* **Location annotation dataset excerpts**

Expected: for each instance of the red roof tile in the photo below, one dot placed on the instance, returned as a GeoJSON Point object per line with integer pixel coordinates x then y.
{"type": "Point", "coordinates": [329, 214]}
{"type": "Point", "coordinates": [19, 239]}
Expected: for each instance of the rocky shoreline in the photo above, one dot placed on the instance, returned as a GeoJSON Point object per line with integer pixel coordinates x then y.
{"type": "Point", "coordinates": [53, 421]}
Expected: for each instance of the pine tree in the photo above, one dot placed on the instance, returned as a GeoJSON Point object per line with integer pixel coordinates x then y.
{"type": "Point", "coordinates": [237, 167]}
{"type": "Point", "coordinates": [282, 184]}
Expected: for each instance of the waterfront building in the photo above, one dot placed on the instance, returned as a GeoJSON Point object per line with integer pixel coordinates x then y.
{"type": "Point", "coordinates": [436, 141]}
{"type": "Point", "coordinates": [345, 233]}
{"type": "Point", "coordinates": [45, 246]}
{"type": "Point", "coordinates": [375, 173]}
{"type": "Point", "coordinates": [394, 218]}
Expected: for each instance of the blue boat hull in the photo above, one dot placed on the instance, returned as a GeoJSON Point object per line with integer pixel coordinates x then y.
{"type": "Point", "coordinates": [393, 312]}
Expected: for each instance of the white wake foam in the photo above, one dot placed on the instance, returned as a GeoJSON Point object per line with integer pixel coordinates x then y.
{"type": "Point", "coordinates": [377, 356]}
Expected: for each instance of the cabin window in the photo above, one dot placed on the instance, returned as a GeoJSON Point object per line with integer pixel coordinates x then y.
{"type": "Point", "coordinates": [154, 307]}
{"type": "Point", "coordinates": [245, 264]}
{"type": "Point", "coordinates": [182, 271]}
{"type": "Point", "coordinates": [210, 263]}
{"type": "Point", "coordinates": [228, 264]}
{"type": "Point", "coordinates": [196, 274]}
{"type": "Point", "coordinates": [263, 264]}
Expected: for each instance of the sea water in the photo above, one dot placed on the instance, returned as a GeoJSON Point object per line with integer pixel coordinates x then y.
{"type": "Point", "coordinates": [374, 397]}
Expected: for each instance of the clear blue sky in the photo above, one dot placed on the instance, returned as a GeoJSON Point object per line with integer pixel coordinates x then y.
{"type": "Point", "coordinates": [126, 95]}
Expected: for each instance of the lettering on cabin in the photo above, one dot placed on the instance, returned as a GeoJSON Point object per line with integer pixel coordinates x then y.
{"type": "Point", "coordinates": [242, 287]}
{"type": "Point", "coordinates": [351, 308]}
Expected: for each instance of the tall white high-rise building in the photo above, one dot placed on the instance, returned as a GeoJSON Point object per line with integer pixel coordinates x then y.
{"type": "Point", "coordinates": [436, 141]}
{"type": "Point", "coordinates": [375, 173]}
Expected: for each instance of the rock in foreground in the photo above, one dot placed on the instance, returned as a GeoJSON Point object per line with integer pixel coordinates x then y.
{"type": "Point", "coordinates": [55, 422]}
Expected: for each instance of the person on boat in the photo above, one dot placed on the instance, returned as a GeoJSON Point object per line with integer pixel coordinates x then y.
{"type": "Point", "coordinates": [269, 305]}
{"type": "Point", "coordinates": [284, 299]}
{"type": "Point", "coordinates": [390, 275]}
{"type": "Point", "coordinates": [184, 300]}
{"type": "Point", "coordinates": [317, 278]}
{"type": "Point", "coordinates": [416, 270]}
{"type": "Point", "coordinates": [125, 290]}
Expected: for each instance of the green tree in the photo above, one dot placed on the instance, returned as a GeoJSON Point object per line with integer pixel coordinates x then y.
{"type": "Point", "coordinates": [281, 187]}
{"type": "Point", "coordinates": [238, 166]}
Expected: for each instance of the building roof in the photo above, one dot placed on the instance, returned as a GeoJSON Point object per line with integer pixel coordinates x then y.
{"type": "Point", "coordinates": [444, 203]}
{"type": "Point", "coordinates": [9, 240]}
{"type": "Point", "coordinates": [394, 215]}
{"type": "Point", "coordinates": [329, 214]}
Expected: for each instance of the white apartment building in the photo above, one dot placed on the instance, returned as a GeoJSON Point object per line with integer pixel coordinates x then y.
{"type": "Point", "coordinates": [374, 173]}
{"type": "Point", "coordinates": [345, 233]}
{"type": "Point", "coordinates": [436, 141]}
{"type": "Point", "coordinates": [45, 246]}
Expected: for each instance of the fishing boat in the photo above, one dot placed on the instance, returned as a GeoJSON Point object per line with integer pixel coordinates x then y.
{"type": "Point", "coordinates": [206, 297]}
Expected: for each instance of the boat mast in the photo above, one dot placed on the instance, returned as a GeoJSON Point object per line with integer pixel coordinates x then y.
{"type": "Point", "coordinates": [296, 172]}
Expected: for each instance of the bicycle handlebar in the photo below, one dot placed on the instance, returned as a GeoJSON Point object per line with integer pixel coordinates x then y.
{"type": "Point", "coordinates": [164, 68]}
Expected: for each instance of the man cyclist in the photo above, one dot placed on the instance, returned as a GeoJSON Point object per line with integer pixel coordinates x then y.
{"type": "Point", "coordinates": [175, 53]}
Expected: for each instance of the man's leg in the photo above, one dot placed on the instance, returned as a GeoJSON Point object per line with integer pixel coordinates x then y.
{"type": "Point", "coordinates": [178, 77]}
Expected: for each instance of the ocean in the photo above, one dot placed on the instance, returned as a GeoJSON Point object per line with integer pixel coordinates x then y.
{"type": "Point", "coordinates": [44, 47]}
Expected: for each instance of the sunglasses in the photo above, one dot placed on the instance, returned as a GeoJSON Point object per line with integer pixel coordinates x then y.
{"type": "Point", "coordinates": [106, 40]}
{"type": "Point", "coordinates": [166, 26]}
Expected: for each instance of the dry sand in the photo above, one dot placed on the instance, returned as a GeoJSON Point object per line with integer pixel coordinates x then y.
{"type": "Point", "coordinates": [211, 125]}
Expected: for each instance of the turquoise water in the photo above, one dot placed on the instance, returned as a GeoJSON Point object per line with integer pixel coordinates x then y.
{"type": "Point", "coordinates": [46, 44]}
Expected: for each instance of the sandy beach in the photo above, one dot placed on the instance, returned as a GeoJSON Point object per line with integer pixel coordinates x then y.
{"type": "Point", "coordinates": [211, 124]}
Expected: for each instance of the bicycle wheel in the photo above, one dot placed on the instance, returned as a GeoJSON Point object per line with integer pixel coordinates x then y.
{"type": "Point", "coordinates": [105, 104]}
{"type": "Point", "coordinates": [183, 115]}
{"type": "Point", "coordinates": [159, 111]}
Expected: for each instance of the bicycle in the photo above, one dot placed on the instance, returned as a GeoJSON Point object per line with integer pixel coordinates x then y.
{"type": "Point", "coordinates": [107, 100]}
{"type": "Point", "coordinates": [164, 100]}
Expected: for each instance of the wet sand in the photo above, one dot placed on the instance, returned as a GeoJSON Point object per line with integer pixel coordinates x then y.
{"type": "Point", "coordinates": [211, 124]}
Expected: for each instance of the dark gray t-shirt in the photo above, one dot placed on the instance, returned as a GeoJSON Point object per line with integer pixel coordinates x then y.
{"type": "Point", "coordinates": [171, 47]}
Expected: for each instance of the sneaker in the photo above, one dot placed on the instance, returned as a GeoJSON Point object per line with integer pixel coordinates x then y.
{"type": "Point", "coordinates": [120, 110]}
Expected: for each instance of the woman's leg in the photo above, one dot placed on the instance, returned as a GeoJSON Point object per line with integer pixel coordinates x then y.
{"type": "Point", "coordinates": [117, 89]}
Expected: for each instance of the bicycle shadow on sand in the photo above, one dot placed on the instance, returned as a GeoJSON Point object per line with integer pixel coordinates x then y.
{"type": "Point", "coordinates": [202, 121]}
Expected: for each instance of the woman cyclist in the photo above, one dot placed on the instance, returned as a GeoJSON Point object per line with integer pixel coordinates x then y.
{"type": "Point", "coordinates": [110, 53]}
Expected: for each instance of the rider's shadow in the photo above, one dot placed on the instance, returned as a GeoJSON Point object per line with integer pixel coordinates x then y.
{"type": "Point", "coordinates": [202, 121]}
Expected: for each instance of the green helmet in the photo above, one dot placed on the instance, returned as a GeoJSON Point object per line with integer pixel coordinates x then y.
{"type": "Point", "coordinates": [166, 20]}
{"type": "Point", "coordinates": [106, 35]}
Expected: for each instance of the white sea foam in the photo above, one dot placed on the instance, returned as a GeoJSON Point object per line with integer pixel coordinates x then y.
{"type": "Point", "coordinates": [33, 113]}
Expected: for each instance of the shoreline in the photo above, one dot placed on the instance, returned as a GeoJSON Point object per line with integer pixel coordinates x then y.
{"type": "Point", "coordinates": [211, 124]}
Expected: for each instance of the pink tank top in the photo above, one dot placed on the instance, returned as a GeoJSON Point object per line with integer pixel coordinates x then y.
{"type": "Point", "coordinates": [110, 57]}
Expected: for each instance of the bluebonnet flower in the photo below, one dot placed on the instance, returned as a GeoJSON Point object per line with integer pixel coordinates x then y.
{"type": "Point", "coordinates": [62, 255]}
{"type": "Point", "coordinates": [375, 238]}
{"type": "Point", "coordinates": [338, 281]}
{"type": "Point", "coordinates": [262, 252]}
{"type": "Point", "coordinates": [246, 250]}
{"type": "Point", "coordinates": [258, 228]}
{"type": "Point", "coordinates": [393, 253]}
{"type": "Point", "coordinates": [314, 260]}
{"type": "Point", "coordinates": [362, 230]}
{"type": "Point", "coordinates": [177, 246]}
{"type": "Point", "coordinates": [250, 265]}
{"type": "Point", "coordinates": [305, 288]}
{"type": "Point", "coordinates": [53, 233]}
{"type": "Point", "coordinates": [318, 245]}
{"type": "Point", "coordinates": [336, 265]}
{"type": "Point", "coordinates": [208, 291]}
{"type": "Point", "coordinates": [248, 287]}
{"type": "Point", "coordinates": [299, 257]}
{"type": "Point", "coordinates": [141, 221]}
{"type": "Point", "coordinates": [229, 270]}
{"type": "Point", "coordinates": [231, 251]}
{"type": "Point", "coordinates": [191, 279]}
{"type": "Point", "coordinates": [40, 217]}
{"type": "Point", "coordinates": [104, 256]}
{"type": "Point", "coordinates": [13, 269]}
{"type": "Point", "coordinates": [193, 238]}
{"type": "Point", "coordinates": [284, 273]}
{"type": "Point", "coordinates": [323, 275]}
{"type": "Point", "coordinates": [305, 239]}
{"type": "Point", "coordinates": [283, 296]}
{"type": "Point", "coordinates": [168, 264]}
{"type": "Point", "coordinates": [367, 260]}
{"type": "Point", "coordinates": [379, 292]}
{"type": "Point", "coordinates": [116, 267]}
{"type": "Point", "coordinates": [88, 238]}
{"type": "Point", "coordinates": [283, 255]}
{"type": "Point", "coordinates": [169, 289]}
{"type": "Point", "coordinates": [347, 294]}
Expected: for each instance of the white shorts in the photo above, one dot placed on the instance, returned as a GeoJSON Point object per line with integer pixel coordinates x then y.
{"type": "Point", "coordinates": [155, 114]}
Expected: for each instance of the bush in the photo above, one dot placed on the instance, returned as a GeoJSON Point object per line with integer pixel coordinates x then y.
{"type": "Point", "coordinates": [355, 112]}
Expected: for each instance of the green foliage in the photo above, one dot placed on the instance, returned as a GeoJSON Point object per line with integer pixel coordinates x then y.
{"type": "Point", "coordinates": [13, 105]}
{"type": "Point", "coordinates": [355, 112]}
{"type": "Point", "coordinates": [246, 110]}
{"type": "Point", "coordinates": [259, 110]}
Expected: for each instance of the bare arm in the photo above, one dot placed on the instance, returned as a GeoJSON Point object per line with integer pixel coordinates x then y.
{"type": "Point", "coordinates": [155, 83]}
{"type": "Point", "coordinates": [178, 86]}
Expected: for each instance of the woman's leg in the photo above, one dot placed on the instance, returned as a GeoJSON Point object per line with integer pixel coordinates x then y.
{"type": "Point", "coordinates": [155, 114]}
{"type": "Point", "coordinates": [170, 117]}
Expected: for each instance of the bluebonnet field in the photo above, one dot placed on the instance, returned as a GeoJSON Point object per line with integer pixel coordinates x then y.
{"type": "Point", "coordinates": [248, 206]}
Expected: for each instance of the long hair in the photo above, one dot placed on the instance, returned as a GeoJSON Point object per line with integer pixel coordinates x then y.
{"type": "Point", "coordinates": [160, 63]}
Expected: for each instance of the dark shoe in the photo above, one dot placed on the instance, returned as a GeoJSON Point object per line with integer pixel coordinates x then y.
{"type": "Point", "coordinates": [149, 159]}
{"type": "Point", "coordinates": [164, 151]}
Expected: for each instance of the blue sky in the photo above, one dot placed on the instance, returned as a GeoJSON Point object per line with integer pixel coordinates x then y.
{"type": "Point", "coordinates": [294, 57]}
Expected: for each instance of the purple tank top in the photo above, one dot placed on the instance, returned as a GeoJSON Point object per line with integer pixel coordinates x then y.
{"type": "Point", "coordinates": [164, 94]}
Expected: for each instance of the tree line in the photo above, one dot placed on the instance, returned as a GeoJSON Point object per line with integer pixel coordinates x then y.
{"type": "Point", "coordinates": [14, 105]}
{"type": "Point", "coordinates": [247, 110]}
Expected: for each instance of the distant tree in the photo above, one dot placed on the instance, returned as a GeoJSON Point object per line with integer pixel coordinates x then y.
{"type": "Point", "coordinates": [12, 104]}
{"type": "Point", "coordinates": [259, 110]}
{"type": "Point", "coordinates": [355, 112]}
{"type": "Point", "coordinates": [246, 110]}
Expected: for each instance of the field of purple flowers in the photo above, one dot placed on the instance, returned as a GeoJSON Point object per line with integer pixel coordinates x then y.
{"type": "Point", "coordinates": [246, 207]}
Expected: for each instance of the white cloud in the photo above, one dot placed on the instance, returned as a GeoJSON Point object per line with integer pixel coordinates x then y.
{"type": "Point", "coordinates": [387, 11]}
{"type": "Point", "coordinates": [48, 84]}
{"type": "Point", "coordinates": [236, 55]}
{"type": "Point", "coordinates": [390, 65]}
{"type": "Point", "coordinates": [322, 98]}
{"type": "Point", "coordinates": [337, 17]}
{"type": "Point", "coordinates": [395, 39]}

* **WHAT IS ASKED**
With the line containing "Expected: for each instance of the white cloud" as the first and the last line of the records as the final one, print exactly the lines in that span.

* **FINISHED ANSWER**
Expected: for each instance of the white cloud in the photo above, one dot placed on the instance, returned as a GeoJSON Point object per line with integer pixel coordinates x then y.
{"type": "Point", "coordinates": [387, 11]}
{"type": "Point", "coordinates": [48, 84]}
{"type": "Point", "coordinates": [236, 55]}
{"type": "Point", "coordinates": [390, 65]}
{"type": "Point", "coordinates": [322, 98]}
{"type": "Point", "coordinates": [337, 17]}
{"type": "Point", "coordinates": [395, 39]}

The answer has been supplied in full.